## [SHORT PROBLEM]
Express the records below as a two-column CSV with the headers "text" and "answer", using one row for each record. Put each value in one quoted field, replace line breaks with spaces, and leave out the pictures.

START WORKING DATA

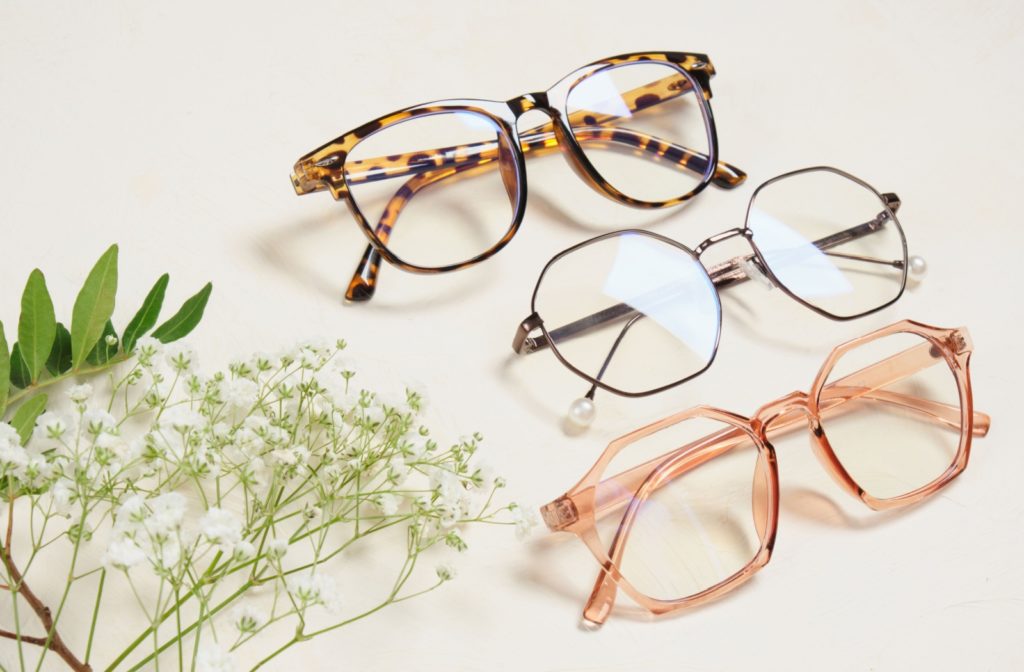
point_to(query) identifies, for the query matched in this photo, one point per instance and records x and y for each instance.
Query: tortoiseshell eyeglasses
(637, 127)
(610, 306)
(685, 509)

END WORKING DATA

## [SOLUTION TO THE PROBLEM]
text,answer
"point_to(query) identifies, for the query matched in this photo, one point per instance and records x and y for each instance. Query: tortoiseshell eyeglasses","(637, 127) (610, 306) (685, 509)"